**Problem details**. Repeat the listing exactly. Any picture in it should be left out of the copy.

**Data provided**.
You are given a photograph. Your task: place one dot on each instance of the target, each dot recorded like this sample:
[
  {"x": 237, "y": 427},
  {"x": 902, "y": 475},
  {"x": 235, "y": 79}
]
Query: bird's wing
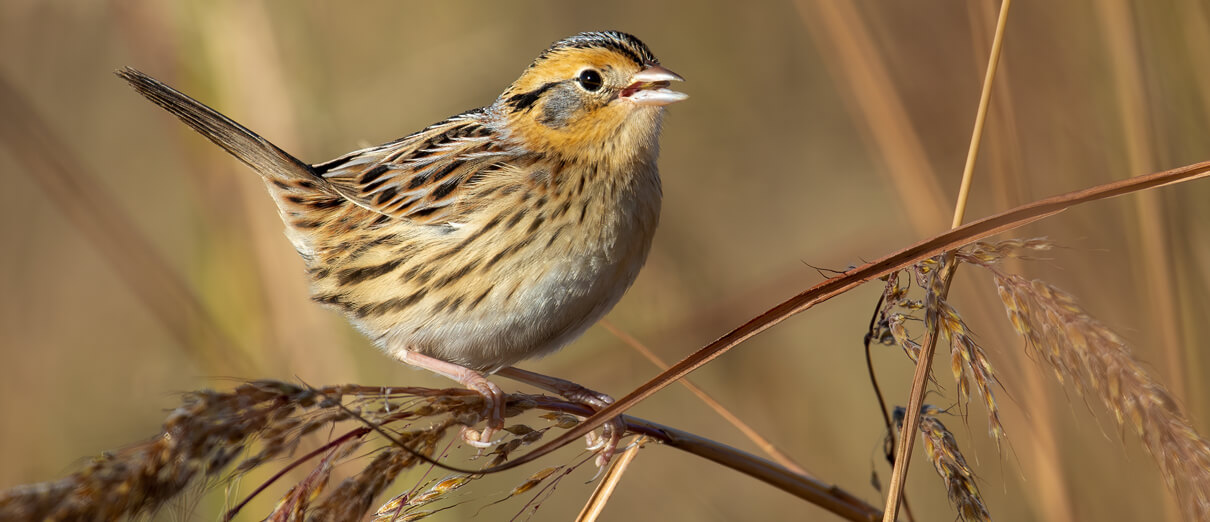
[{"x": 422, "y": 176}]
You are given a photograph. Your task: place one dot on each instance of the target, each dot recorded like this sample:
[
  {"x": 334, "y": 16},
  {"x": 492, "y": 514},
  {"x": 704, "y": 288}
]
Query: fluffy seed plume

**Written reply**.
You are given a photograph. Your task: place one dot on each instance of the target, each dot recorded like this sample:
[
  {"x": 237, "y": 427},
  {"x": 902, "y": 475},
  {"x": 235, "y": 79}
]
Query: bird's wing
[{"x": 422, "y": 176}]
You are given a photograph. Your task: place one dot on each instance of the target, each dot recorded like this sample:
[
  {"x": 334, "y": 16},
  {"x": 492, "y": 514},
  {"x": 704, "y": 288}
]
Query: fluffy seed plume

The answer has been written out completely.